*Exercise 1*. Show each line of the entries below that contains the string "coat".

*Extract to read*.
** START **

In [1]:
import xml
import xml.etree.ElementTree as ET
from itertools import islice
from pprint import pprint

## PostHistory

Here is an XML file with some PostHistory entries from Meta:Outdoors. The "tree" represents the whole document (?) and the root is the node ancestor of all other nodes.

The closest thing I can find to a scehma is detailed here: http://meta.stackexchange.com/questions/2677/database-schema-documentation-for-the-public-data-dump-and-sede

Also see: http://data.stackexchange.com/stackoverflow/query/36599/show-all-types

In [2]:
url = "https://archive.org/download/stackexchange/sports.stackexchange.com.7z"
url2 = "https://ia800500.us.archive.org/22/items/stackexchange/sports.stackexchange.com.7z"
file1 = "sports.stackexchange.com.7z"
folder = "SportsExchangeData"

downloads zip7 file to the current working directory.
https://archive.org/download/stackexchange/sports.stackexchange.com.7z

In [3]:
import urllib

testfile = urllib.URLopener()
testfile.retrieve(url2, file1)

('sports.stackexchange.com.7z', <httplib.HTTPMessage instance at 0x104054d40>)

unzips file and puts the content in a folder called "SportsExchangeData" in the current directory

In [4]:
import subprocess
cmd = r'"/usr/local/bin/7z" x ' + file1 + ' -o' + folder
subprocess.call(cmd, shell = True)

134

In [5]:
tree = ET.parse(folder +"/PostHistory.xml")
root = tree.getroot()

** END **

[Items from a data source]
** START **

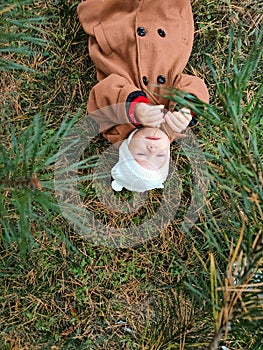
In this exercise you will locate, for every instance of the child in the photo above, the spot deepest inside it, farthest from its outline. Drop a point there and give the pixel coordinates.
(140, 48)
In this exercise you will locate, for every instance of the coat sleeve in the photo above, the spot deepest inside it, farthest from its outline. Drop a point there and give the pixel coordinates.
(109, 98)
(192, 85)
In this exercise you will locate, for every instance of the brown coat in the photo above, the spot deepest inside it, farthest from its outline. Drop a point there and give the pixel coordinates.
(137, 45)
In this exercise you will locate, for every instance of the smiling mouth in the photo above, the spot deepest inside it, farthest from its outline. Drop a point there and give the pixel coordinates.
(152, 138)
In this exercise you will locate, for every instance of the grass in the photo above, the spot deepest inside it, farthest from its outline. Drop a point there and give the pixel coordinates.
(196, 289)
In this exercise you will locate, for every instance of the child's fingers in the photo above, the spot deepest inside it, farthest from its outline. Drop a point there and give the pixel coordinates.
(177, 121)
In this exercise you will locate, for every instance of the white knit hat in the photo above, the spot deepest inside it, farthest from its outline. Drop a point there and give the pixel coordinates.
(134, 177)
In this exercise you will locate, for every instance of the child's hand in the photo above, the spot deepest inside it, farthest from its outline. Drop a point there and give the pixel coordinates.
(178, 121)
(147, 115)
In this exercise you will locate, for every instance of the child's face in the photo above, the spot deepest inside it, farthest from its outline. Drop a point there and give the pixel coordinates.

** END **
** START **

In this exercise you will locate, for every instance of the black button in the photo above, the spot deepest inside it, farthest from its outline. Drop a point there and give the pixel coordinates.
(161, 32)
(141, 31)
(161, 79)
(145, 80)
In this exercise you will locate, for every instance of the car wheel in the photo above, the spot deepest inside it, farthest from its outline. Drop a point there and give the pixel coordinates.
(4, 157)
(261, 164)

** END **

*Exercise 2*. Name every module that the Stack Exchange data dump notebook above imports from, or imports directly, in its code.

*Written solution 1*.
In this exercise you will locate, for every instance of the coat sleeve in the photo above, the spot deepest inside it, farthest from its outline. Drop a point there and give the pixel coordinates.
In this exercise you will locate, for every instance of the brown coat in the photo above, the spot deepest inside it, farthest from its outline. Drop a point there and give the pixel coordinates.

*Written solution 2*.
- xml
- xml.etree.ElementTree
- itertools
- pprint
- urllib
- subprocess